**The problem**
Replace "exercise" with "task" throughout the data below and reproduce every line with no other changes.

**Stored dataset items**

+---+

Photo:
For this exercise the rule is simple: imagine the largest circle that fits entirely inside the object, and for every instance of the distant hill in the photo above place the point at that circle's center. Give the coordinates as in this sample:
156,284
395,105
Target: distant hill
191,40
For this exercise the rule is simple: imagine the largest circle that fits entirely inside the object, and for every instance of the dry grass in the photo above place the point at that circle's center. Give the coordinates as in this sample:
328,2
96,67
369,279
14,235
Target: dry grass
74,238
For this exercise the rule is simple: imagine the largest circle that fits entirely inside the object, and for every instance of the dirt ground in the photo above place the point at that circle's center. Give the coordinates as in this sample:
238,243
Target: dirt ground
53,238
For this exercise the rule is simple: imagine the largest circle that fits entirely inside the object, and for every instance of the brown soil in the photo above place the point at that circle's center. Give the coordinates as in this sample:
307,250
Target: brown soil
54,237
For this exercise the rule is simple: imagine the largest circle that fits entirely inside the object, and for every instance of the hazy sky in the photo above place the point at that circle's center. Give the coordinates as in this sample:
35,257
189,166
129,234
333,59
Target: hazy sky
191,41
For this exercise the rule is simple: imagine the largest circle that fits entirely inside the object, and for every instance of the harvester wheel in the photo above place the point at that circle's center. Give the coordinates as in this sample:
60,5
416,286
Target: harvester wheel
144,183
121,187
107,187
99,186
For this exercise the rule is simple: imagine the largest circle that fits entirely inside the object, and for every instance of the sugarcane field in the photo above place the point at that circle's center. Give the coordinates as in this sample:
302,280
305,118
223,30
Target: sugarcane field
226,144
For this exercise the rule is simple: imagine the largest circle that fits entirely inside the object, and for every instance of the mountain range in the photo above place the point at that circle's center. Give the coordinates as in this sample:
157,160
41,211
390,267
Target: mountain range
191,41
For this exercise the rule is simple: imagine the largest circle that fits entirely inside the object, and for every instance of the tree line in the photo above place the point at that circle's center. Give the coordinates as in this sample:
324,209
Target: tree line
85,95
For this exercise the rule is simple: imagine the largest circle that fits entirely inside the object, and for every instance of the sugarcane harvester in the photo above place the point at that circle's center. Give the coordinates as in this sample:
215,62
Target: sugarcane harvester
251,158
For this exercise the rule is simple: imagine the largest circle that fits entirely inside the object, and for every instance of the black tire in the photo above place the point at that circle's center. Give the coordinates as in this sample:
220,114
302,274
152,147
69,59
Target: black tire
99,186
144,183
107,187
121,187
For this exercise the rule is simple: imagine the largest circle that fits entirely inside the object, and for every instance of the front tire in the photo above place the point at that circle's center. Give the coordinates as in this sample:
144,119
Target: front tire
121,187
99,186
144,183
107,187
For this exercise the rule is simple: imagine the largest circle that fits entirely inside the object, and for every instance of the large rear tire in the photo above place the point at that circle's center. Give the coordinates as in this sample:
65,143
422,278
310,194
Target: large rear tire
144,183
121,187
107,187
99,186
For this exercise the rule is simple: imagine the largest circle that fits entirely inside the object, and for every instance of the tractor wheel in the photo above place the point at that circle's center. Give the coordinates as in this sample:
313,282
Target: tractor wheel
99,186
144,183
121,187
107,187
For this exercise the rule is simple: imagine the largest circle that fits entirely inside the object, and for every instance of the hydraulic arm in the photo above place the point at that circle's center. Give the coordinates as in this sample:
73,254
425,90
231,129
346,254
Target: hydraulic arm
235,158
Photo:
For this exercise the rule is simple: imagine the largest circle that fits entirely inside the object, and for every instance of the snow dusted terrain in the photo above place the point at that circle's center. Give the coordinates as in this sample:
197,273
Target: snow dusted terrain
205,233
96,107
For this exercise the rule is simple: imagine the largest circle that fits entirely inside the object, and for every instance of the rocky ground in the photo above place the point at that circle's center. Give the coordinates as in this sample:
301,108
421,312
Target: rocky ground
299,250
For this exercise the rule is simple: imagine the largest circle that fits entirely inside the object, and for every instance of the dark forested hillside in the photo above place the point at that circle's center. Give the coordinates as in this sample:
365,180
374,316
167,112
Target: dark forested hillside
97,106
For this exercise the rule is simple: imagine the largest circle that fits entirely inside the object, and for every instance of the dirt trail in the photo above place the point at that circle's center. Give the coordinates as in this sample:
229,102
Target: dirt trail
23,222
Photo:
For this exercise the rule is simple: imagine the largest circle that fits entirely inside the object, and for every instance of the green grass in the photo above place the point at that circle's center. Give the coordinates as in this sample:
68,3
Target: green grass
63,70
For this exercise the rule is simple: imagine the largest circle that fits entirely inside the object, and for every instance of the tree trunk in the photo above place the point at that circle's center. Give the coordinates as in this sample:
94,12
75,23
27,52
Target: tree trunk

+---+

**Reply**
Photo:
For this task the rule is simple: imagine the largest circle that fits entirely inside the object, and for every instance of the distant hill in the photo above place the point at that circle's center. Give the coordinates as in this sample:
156,284
395,105
Target: distant hill
191,40
For this task the rule is simple: imagine the largest circle that fits entirely inside the object, and for every instance of the dry grass in the photo above place the point at that circle's center. Give the coordinates as in this sample:
328,2
96,67
369,279
14,235
Target: dry grass
74,238
For this task the rule is simple: imagine the largest circle that fits entirely inside the object, and for every instance of the dirt ground in the photo above place the point at that circle's center. Give the coordinates as in this sample:
238,243
Target: dirt ground
53,238
For this task the rule is simple: imagine the largest circle that fits entirely inside the object, and for every instance of the brown soil in the photo above place the point at that circle's center. Give the coordinates as in this sample:
307,250
Target: brown soil
54,237
For this task the rule is simple: imagine the largest circle that fits entirely inside the object, and for every instance of the hazy sky in the photo above place the point at that circle's center. Give the coordinates as in this sample:
35,257
189,166
129,234
333,59
Target: hazy sky
191,41
For this task the rule is simple: imagine the largest circle that fits entirely inside the object, and for every instance of the harvester wheel in the photo above place the point at that circle's center. Give the coordinates as in this sample:
60,5
416,286
Target: harvester wheel
144,183
121,187
107,187
99,186
For this task the rule is simple: imagine the largest circle that fits entirely inside the object, and for every instance of the sugarcane field in the photo above place the point at that circle's center. Give the coordinates as in this sample:
302,280
305,118
223,30
Target: sugarcane field
226,144
For this task the rule is simple: imagine the largest circle that fits entirely inside the object, and for every instance of the mountain range in the photo above place the point at that circle's center. Give the coordinates as in this sample:
157,160
41,211
390,267
Target: mountain range
191,41
For this task the rule is simple: imagine the largest circle that fits entirely inside the object, and for every instance of the tree line in the photo above place the point at that circle's center. Give the coordinates as in this sample:
324,209
Target: tree line
85,95
For this task the rule is simple: imagine the largest circle that fits entirely inside the object, and for every instance of the sugarcane harvester in the photo above place the point at that circle's center. Give the coordinates as in this sample:
215,62
Target: sugarcane harvester
251,158
For this task the rule is simple: imagine the largest circle that fits entirely inside the object, and for every instance of the black tire in the photo above place the point at that circle's center. Give the coordinates as in this sample:
220,114
302,274
152,147
69,59
Target: black tire
99,186
144,183
107,187
121,187
For this task the rule is simple: imagine the largest circle that fits entirely inside the object, and for every instance of the front tire in the photo above place the point at that circle's center. Give the coordinates as in this sample:
144,119
Target: front tire
121,187
99,186
144,183
107,187
For this task the rule is simple: imagine the largest circle that fits entirely inside the object, and for every instance of the large rear tire in the photo above place the point at that circle's center. Give the coordinates as in this sample:
65,143
422,278
310,194
Target: large rear tire
144,183
121,187
107,187
99,186
For this task the rule is simple: imagine the largest circle that fits entirely inside the object, and for every instance of the tractor wheel in the photo above place the point at that circle's center. Give the coordinates as in this sample:
313,282
Target: tractor wheel
99,186
144,183
121,187
107,187
For this task the rule is simple: imagine the largest circle that fits entirely inside the object, and for every instance of the hydraulic arm in the photo above place the point at that circle's center. Give the coordinates as in this sample:
73,254
425,90
231,129
346,254
Target: hydraulic arm
235,158
Photo:
For this task the rule is simple: imagine the largest circle that fits entirely inside the object, and for every instance of the snow dusted terrain in the photo above place the point at that circle's center. Give the coordinates as in this sample:
197,273
Target: snow dusted terrain
205,233
96,107
For this task the rule is simple: imagine the largest circle that fits entirely inside the object, and for every instance of the rocky ground in the photo above place the point at that circle's center. Give the coordinates as in this sample:
301,108
421,312
Target: rocky ground
299,250
For this task the rule is simple: imagine the largest circle that fits entirely inside the object, and for every instance of the dark forested hillside in the photo above place the point at that circle's center. Give the coordinates as in this sample:
365,180
374,316
167,112
Target: dark forested hillside
97,106
For this task the rule is simple: imagine the largest circle that fits entirely inside the object, and for every instance of the dirt trail in the photo above place the point at that circle's center. Give the coordinates as in this sample:
229,102
Target: dirt trail
23,222
Photo:
For this task the rule is simple: imagine the largest circle that fits entirely inside the object, and for every instance of the green grass in the photo above place the point at that circle's center. Give the coordinates as in this sample:
68,3
Target: green grass
63,70
For this task the rule is simple: imagine the largest circle that fits entirely inside the object, and for every instance of the tree trunk in the photo above place the point at that circle's center. Give the coordinates as in this sample:
94,12
75,23
27,52
Target: tree trunk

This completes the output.